[Opening RECORDS SUPPLIED section]

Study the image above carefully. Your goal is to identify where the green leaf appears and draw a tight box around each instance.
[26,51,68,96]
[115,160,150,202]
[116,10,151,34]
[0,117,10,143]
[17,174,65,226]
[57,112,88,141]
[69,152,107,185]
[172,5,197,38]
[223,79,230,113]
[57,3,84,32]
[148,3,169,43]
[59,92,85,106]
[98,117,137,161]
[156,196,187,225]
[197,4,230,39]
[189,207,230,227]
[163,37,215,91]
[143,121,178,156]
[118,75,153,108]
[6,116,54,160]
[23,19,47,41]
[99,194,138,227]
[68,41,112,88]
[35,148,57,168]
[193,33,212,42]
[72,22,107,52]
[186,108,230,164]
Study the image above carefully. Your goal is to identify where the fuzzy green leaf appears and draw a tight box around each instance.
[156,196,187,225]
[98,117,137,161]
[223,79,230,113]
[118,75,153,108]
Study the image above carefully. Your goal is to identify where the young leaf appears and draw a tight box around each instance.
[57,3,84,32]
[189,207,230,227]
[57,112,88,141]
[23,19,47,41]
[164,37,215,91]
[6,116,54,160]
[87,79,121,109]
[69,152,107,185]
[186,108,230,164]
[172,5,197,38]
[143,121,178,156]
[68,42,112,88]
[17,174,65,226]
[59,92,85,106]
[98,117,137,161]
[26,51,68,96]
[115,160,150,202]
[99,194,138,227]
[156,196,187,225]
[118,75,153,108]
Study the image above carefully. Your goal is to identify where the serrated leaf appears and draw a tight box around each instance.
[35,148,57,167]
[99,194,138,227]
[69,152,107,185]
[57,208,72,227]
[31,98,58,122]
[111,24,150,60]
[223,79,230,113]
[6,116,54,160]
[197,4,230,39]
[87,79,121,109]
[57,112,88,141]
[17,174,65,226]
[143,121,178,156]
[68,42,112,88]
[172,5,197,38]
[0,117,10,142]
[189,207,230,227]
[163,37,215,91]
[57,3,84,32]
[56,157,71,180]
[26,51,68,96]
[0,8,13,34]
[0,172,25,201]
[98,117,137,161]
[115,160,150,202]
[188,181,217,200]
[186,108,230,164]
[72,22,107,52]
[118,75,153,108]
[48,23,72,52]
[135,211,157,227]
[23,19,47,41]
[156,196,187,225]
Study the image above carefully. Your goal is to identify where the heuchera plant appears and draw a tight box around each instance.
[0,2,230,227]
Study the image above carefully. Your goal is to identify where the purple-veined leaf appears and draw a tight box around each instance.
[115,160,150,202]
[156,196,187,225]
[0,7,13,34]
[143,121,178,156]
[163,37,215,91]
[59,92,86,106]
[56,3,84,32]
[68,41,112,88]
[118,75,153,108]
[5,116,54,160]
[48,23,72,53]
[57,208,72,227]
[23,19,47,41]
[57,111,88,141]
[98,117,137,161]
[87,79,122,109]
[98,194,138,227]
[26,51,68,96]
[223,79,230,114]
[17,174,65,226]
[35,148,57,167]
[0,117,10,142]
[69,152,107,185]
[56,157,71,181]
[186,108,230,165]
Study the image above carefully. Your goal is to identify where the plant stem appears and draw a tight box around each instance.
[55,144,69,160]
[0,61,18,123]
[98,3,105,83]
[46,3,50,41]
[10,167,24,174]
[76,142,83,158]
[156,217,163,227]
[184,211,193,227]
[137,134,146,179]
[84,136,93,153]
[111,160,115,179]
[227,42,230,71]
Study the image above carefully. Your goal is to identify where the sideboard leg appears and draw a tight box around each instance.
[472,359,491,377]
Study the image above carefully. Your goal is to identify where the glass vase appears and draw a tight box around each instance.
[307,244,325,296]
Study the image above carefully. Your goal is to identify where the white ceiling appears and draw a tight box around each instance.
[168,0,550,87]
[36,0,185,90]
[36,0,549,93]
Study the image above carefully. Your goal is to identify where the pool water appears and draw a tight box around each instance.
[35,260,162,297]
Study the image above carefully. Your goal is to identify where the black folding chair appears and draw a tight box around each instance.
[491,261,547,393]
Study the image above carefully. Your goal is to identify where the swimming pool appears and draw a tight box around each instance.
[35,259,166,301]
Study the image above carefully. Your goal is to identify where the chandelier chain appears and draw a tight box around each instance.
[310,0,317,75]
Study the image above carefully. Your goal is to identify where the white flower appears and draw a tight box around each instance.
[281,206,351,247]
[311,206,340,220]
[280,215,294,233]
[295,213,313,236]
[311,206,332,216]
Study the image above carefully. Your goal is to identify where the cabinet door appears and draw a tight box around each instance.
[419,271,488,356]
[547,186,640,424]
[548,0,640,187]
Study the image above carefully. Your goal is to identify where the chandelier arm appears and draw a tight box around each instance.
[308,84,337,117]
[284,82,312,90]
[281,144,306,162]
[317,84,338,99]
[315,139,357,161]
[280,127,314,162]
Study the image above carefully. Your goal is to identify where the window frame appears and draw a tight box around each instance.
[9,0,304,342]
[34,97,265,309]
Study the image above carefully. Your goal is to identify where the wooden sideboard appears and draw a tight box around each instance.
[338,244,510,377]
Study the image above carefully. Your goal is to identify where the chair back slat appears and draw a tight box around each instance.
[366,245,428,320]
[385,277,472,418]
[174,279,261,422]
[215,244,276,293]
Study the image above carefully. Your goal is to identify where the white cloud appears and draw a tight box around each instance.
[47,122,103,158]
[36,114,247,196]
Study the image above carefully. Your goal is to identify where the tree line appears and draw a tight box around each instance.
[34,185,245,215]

[Closing RECORDS SUPPLIED section]

Set down the lines from the one with "where the wooden" through the end of the data above. Keep each exactly as written and add no other line.

Study the image above carefully. Your goal is to identify where the wooden sideboard appears and draw a tight box around each instance.
[338,244,510,377]
Study the image above carefully. Your goal is to identify where the chair back slat appears and draw a tight box around each instance.
[366,245,428,320]
[385,277,472,418]
[174,279,261,422]
[215,244,276,293]
Study the image above carefully. Your goal is to identify where the white cloud appears and draw a tight box around each instance.
[47,122,103,158]
[36,114,247,196]
Study the image above carefully. Your goal is to identify where the tree line appears and draw a tight box around each instance.
[34,185,245,215]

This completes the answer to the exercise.